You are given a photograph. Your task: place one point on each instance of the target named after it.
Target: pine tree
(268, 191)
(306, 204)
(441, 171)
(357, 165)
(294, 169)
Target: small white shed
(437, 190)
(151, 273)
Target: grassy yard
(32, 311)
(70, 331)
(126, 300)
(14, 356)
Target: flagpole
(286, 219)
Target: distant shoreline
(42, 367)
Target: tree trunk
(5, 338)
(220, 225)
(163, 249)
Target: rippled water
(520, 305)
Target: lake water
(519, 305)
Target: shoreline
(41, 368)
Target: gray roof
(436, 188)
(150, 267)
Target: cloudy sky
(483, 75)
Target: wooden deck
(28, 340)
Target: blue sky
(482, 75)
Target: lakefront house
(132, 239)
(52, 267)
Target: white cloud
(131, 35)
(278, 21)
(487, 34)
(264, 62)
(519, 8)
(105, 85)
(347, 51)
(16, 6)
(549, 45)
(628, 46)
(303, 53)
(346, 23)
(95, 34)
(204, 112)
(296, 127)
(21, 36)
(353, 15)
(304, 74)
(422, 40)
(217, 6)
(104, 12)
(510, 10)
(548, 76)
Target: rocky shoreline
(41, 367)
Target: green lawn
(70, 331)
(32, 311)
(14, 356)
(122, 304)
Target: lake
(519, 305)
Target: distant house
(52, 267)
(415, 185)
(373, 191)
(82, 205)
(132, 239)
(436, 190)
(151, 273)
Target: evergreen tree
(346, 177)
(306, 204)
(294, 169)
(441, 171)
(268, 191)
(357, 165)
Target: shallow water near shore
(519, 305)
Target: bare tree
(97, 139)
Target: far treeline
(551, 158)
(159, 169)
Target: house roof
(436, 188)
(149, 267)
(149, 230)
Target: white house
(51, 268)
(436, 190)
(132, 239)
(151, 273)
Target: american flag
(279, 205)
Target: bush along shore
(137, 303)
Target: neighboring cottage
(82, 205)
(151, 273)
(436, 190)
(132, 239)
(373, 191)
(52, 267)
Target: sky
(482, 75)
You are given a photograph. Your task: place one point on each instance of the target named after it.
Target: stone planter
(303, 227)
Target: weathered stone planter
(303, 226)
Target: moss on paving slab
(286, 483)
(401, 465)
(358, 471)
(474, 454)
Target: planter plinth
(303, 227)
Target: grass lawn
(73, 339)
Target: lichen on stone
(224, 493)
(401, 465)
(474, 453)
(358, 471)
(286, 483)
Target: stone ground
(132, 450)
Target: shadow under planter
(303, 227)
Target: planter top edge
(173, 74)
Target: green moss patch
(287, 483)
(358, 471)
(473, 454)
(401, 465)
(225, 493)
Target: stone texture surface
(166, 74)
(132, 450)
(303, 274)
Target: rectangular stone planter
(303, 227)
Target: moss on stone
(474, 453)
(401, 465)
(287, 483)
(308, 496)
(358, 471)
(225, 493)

____________

# Assignment
The reply is to be an exact repeat of the records above.

# Exercise solution
You are given a photograph. Your task: place one point on each instance of the target named after it.
Target: pine tree
(268, 191)
(306, 204)
(441, 171)
(357, 165)
(294, 169)
Target: small white shed
(437, 190)
(151, 273)
Target: grassy yard
(32, 311)
(70, 331)
(126, 300)
(14, 356)
Target: flagpole
(286, 219)
Target: distant shoreline
(42, 367)
Target: tree trunk
(5, 338)
(220, 225)
(163, 249)
Target: rippled water
(520, 305)
Target: lake water
(519, 305)
Target: shoreline
(41, 368)
Target: gray roof
(436, 188)
(150, 267)
Target: cloudy sky
(483, 75)
Target: wooden deck
(28, 340)
Target: blue sky
(482, 75)
Target: lakefront house
(132, 239)
(52, 267)
Target: white cloud
(131, 35)
(278, 21)
(487, 34)
(264, 62)
(519, 8)
(105, 85)
(347, 51)
(16, 6)
(549, 45)
(628, 46)
(303, 53)
(346, 23)
(95, 34)
(204, 112)
(296, 127)
(21, 36)
(353, 15)
(304, 74)
(422, 40)
(217, 6)
(104, 12)
(510, 10)
(548, 76)
Target: rocky shoreline
(41, 367)
Target: green lawn
(70, 331)
(32, 311)
(14, 356)
(122, 304)
Target: lake
(519, 305)
Target: distant house
(52, 267)
(415, 185)
(373, 191)
(82, 205)
(132, 239)
(436, 190)
(151, 273)
Target: evergreen tree
(346, 177)
(306, 204)
(294, 169)
(441, 171)
(268, 191)
(357, 165)
Target: shallow water near shore
(519, 305)
Target: bare tree
(97, 139)
Target: far treeline
(551, 158)
(159, 169)
Target: house roof
(436, 188)
(149, 267)
(149, 230)
Target: white house
(51, 268)
(436, 190)
(132, 239)
(151, 273)
Target: american flag
(279, 205)
Target: bush along shore
(137, 303)
Target: neighboring cottage
(82, 205)
(151, 273)
(436, 190)
(132, 239)
(373, 191)
(52, 267)
Target: sky
(482, 75)
You are given a photograph. Your task: place one point on each instance of the target named after it.
Target: stone planter
(303, 227)
Target: weathered stone planter
(303, 226)
Target: moss on paving slab
(286, 483)
(401, 465)
(358, 471)
(474, 454)
Target: planter plinth
(303, 227)
Target: grass lawn
(73, 339)
Target: lichen on stone
(224, 493)
(401, 465)
(474, 453)
(358, 471)
(286, 483)
Target: stone ground
(132, 450)
Target: shadow under planter
(303, 227)
Target: planter top edge
(173, 74)
Target: green moss patch
(287, 483)
(358, 471)
(473, 454)
(401, 465)
(225, 493)
Target: stone texture surface
(166, 74)
(132, 450)
(303, 274)
Target: rectangular stone planter
(303, 227)
Target: moss on stone
(474, 453)
(401, 465)
(287, 483)
(308, 496)
(358, 471)
(225, 493)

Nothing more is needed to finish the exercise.